Written exercise a: Pull out every line of the records that contains the string "pole".

PAUL JAY, SENIOR EDITOR, TRNN: went to see Dianne Feinstein, chair of the Senate Intelligence Committee.
Welcome to The Real News Network. I'm Paul Jay in Baltimore.
In January, according to Dianne Feinstein, the ranking member of the Senate Intelligence Committee, that the head of the CIA, John Brennan, came to her and told her some of her staffers may have broken the law by getting access to secret documents that had been revealed to Senate investigators but, according to Brennan, shouldn't have been shown to Senate staffers, and that might be illegal. Why did he make this trip? Why did he tell Dianne Feinstein this? Because it led to Dianne Feinstein coming to the conclusion and finding out that the CIA had actually been spying on Senate computers, and had even removed records from those--and files from those computers.
Now joining us to give us some background and discuss all of this and joining us now from New York is Elizabeth Goitein. She's codirector of the Liberty and National Security Program at the Brennan Center for Justice at New York University Law School.

Written exercise b: Rewrite the part of the interview transcript starting with "Now joining us" and going on through "University Law School.", putting "director" in place of "codirector".

Records:
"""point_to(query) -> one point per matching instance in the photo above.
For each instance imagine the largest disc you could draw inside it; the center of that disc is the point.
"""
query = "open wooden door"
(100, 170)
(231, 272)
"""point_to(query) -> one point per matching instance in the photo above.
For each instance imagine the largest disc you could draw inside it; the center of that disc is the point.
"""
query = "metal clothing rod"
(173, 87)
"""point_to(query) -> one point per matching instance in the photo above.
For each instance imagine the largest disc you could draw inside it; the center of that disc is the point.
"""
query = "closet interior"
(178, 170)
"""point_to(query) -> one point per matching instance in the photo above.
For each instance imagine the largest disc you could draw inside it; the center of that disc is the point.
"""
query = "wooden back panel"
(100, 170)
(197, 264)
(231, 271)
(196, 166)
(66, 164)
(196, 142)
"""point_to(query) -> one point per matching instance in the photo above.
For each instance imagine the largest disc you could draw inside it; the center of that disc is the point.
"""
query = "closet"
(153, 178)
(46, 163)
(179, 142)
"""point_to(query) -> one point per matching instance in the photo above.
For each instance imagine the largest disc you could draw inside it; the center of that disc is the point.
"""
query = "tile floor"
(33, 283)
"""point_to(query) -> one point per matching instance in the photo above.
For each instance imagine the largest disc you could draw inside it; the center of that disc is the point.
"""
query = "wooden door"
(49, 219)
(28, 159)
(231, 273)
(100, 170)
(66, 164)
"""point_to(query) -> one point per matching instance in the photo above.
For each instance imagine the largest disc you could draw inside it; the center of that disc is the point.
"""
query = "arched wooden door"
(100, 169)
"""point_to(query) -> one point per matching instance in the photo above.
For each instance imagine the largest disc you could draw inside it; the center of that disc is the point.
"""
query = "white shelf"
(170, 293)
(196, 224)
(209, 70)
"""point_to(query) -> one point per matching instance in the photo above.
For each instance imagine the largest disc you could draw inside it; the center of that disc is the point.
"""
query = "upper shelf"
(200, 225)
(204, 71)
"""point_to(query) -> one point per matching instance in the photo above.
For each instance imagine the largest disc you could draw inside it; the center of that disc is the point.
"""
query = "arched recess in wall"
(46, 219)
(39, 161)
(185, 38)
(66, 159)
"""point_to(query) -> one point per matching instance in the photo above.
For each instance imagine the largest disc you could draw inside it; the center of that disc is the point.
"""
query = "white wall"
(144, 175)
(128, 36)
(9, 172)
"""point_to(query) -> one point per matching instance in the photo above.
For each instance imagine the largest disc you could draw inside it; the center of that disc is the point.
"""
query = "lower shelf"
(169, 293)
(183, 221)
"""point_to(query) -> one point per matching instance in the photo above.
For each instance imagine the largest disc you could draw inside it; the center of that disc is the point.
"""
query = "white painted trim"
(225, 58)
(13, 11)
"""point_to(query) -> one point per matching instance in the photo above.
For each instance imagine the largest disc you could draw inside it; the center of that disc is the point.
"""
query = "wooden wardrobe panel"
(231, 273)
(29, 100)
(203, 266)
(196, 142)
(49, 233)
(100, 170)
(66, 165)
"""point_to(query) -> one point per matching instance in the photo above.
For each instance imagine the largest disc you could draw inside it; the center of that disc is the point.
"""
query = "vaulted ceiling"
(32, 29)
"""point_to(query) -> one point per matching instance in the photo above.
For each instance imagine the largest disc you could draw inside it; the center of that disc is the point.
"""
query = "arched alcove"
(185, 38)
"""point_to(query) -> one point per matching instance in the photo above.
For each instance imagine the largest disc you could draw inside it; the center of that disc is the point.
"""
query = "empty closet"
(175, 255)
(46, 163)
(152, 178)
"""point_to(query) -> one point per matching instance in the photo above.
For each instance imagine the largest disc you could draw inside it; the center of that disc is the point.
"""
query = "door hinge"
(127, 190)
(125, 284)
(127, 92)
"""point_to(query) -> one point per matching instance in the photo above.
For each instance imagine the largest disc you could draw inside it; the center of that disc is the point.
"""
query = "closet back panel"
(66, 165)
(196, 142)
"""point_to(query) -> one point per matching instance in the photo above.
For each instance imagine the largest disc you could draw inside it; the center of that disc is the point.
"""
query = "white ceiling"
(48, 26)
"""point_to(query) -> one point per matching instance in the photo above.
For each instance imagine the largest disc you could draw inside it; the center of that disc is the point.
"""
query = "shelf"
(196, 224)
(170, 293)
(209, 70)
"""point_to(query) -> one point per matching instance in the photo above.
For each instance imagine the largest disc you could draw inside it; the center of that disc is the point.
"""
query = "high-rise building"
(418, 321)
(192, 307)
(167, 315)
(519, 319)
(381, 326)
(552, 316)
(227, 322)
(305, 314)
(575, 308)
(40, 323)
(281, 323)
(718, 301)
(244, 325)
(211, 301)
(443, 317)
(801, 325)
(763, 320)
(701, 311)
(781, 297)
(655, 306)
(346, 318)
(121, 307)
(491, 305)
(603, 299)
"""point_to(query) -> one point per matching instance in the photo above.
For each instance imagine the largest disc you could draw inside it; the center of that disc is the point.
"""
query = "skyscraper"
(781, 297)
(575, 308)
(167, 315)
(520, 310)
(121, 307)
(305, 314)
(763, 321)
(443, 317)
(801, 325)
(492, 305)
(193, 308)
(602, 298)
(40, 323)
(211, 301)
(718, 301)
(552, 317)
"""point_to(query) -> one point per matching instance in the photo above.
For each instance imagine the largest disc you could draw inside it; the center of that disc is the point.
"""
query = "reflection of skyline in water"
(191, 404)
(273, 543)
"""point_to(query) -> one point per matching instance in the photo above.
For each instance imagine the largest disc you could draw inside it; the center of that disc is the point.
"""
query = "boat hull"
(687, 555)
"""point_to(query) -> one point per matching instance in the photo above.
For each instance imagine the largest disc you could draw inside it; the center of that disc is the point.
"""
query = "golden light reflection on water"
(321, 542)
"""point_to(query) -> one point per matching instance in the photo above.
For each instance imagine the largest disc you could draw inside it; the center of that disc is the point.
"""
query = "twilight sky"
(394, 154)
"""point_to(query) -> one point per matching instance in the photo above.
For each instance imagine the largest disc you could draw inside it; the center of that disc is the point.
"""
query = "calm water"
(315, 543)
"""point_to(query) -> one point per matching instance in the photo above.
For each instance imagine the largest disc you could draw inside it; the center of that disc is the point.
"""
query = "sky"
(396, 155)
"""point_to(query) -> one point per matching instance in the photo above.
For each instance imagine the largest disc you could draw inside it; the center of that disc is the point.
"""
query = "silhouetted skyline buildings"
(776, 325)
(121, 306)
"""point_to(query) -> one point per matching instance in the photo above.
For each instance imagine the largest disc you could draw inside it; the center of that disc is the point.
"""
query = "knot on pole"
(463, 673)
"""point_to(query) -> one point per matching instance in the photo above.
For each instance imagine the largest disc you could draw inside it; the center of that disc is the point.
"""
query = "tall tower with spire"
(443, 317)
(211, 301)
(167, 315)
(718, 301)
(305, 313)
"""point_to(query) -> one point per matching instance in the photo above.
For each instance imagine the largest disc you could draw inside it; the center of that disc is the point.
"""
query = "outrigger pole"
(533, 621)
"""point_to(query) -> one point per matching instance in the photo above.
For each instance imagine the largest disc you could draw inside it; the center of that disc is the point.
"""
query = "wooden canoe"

Correct response a:
query = "knot on pole"
query = "outrigger pole"

Correct response b:
Now joining us to give us some background and discuss all of this and joining us now from New York is Elizabeth Goitein. She's director of the Liberty and National Security Program at the Brennan Center for Justice at New York University Law School.